#### Supplied passage
Wisconsin Election Fight Heralds a National Battle Over Virus-Era Voting

Mr. Wikler said that the Republicans had been seeking to stick to the April 7 in-person election date to ensure low turnout, which, he said, would be a potential boon to Mr. Kelly, the conservative judge up for re-election. “I think it creates a perceived opportunity, even if the public health consequences are ghastly,” Mr. Wikler said.

He later tweeted that the Supreme Court decision would “consign an unknown number of Wisconsinites to their deaths.”

In interviews, Republican county leaders largely played down the threat of the coronavirus. Facebook pages for one county urged residents to vote Tuesday in an important State Supreme Court election, saying “the Left is up to their Lawlessness and corrupt tactics to disrupt and turn the election.”

Republicans portrayed Mr. Evers’s move as politically motivated.

“I think this is a last-ditch effort to change the results,” said Jim Miller, the Republican county chairman in Sawyer County. “People will think it’s been moved until June. Even if it does go on, I don’t know how we put this back in the bottle.”

Even some Democrats on Monday were uncertain whether the governor, whose office was stripped of considerable power by the Republican Legislature, would win the legal fight.

#### Problem description
Continue the article on the Wisconsin election fight from the point where it stops. The records have no connection to the Wisconsin election article.

#### Natural-language object grounding data
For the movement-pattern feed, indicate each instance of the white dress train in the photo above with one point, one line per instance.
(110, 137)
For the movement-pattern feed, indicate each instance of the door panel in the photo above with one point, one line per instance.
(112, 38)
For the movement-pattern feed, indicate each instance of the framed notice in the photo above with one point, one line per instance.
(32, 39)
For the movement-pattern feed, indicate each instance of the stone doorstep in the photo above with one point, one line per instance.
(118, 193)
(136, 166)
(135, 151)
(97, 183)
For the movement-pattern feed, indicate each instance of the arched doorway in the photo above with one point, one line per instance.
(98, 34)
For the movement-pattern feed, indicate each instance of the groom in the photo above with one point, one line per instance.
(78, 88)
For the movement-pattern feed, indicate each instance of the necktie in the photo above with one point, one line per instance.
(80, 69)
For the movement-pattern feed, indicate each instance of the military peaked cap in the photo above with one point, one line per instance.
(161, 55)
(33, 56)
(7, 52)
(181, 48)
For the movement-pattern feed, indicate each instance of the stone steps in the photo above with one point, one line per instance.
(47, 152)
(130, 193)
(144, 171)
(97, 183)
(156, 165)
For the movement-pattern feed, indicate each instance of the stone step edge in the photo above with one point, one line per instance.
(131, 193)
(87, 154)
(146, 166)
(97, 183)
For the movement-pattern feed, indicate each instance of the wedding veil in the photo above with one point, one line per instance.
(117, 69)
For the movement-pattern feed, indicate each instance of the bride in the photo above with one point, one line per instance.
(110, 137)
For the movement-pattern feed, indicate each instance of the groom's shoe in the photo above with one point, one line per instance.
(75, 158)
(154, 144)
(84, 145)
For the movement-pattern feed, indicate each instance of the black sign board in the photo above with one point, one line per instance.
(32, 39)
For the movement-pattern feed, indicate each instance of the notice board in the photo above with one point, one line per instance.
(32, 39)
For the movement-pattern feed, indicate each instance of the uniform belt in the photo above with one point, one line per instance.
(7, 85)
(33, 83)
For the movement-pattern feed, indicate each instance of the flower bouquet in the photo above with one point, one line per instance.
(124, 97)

#### Expected output
In an interview earlier, Mayor Tom Barrett of Milwaukee would not directly say whether he felt the city’s residents should vote Tuesday. Mr. Barrett said holding an election under such circumstances went against “every tenet of public health,” but he also wanted people to participate. He never mentioned the possibility that the governor could use emergency powers to move the election.

Early voters in his city had been proceeding apace. On Sunday, Isral DeBruin, a communications professional, was sitting in his Honda Accord, snaking his way in a line of cars to a poll worker, wearing a mask and gloves and holding a clipboard, who oversaw an early-voting drive-through station. Mr. DeBruin’s absentee ballot had not come yet in the mail, and with all the wrangling over the deadline, he decided to brave the viral elements and vote by car.

“Nobody should have to do this,” he said. “I have no doubt there will be people who are disenfranchised because of this complete mishandling of democracy. Others will get sick. Some will die.”